Stored data entries:
=== Section Start ===
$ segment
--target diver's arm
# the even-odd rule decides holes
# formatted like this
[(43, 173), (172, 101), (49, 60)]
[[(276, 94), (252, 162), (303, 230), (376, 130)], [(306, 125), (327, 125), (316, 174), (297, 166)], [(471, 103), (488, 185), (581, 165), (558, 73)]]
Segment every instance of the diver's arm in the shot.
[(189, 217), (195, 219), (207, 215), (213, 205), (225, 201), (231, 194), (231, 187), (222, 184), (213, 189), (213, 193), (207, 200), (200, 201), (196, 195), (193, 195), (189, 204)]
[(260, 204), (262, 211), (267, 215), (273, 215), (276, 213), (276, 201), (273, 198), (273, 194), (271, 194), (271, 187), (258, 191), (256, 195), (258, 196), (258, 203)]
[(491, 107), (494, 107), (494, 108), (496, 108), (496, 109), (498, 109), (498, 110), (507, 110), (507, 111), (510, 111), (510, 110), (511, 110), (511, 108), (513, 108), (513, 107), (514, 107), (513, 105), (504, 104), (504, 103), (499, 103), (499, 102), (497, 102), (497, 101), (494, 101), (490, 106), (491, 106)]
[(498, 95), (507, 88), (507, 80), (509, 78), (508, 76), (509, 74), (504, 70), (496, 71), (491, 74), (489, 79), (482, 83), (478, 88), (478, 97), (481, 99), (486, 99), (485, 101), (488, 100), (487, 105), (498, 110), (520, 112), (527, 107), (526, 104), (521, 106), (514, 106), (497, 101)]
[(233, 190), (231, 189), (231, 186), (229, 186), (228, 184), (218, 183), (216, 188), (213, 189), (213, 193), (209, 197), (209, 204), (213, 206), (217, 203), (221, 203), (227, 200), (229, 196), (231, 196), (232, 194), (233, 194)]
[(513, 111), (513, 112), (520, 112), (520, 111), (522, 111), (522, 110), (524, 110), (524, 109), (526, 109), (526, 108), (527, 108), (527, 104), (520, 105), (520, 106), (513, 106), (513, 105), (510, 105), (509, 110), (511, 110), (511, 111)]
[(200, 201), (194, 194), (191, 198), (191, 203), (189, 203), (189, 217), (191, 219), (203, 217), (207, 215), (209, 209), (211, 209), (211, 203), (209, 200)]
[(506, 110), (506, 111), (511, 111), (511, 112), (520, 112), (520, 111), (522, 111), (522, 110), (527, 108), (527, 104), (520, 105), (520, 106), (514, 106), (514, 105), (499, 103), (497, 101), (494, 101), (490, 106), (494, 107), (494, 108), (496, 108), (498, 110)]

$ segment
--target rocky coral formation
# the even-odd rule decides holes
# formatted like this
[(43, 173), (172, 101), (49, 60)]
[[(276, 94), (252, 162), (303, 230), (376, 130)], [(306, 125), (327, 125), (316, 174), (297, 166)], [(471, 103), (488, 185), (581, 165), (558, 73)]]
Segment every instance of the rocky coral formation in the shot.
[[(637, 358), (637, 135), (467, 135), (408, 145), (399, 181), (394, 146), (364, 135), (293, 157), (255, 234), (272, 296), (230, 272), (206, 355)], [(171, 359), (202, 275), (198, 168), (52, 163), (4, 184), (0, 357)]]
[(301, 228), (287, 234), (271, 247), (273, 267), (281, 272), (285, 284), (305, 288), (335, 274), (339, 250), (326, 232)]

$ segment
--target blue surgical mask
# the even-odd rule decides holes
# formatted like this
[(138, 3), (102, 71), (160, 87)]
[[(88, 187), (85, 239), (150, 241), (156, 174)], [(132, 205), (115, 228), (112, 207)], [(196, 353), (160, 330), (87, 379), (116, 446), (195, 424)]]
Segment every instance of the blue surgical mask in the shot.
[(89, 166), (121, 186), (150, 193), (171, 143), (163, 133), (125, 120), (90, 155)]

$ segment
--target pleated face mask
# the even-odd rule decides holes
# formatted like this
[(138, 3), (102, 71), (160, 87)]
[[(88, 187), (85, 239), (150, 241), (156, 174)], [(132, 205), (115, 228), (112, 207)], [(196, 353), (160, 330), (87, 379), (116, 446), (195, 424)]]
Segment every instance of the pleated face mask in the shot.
=== Section End ===
THE TASK:
All of the lines above need to be given again exactly.

WRITTEN ANSWER:
$ segment
--target diver's arm
# the even-odd rule decides holes
# formatted like this
[(43, 173), (172, 101), (49, 60)]
[[(276, 94), (252, 162), (303, 230), (376, 130)], [(306, 125), (327, 125), (316, 174), (297, 166)], [(471, 103), (488, 185), (581, 165), (558, 73)]]
Segment every instance of the diver's arm in the shot.
[(189, 217), (195, 219), (207, 215), (213, 205), (225, 201), (231, 194), (231, 187), (222, 184), (213, 189), (213, 193), (207, 200), (200, 201), (196, 195), (193, 195), (189, 204)]
[(260, 204), (262, 211), (267, 215), (273, 215), (276, 213), (276, 201), (273, 198), (273, 194), (271, 194), (271, 187), (258, 191), (256, 195), (258, 196), (258, 203)]
[(491, 107), (494, 107), (494, 108), (496, 108), (496, 109), (498, 109), (498, 110), (507, 110), (507, 111), (510, 111), (510, 110), (511, 110), (511, 108), (513, 108), (513, 107), (514, 107), (513, 105), (504, 104), (504, 103), (499, 103), (499, 102), (497, 102), (497, 101), (494, 101), (490, 106), (491, 106)]
[(498, 95), (507, 88), (507, 80), (509, 78), (508, 76), (509, 74), (504, 70), (496, 71), (491, 74), (489, 79), (482, 83), (478, 88), (478, 97), (481, 99), (486, 99), (485, 101), (488, 100), (487, 105), (498, 110), (520, 112), (527, 107), (526, 104), (521, 106), (514, 106), (497, 101)]
[(233, 190), (231, 189), (231, 186), (229, 186), (228, 184), (218, 183), (216, 188), (213, 189), (213, 193), (209, 197), (209, 204), (213, 206), (217, 203), (221, 203), (227, 200), (229, 196), (231, 196), (232, 194), (233, 194)]
[(513, 111), (513, 112), (520, 112), (520, 111), (522, 111), (522, 110), (524, 110), (524, 109), (526, 109), (526, 108), (527, 108), (527, 104), (520, 105), (520, 106), (513, 106), (513, 105), (510, 105), (509, 110), (511, 110), (511, 111)]
[(200, 201), (194, 194), (191, 198), (191, 203), (189, 203), (189, 217), (191, 219), (203, 217), (207, 215), (209, 209), (211, 209), (211, 203), (209, 200)]
[(506, 110), (506, 111), (511, 111), (511, 112), (520, 112), (520, 111), (522, 111), (522, 110), (527, 108), (527, 104), (520, 105), (520, 106), (514, 106), (514, 105), (499, 103), (497, 101), (494, 101), (490, 106), (494, 107), (494, 108), (496, 108), (498, 110)]

$ segment
--target rocky coral formation
# the even-odd rule decides holes
# formatted like this
[(43, 173), (172, 101), (49, 60)]
[[(276, 94), (252, 162), (303, 230), (376, 130)], [(306, 125), (327, 125), (316, 174), (297, 166)], [(471, 103), (488, 185), (581, 165), (558, 73)]]
Segment every instance of the rocky coral formation in the shot.
[[(637, 358), (637, 135), (467, 135), (408, 145), (399, 181), (394, 146), (364, 135), (293, 157), (255, 234), (272, 296), (230, 272), (206, 355)], [(171, 359), (202, 275), (198, 168), (52, 163), (4, 184), (0, 357)]]
[(301, 228), (287, 234), (271, 247), (273, 267), (281, 272), (285, 284), (305, 288), (335, 274), (339, 250), (326, 232)]

$ segment
--target blue surgical mask
# the even-odd rule decides holes
# formatted like this
[(138, 3), (102, 71), (160, 87)]
[[(88, 187), (85, 239), (150, 241), (156, 174)], [(132, 205), (115, 228), (112, 207)], [(196, 353), (160, 330), (87, 379), (116, 446), (195, 424)]]
Segment every instance of the blue surgical mask in the shot.
[(89, 166), (121, 186), (150, 193), (171, 143), (163, 133), (125, 120), (90, 155)]

$ segment
--target pleated face mask
# the even-odd rule decides holes
# formatted like this
[(138, 3), (102, 71), (160, 87)]
[[(88, 187), (85, 239), (150, 241), (156, 174)], [(132, 205), (115, 228), (112, 207)], [(196, 353), (160, 330), (87, 379), (116, 446), (195, 424)]]
Segment every instance of the pleated face mask in the shot.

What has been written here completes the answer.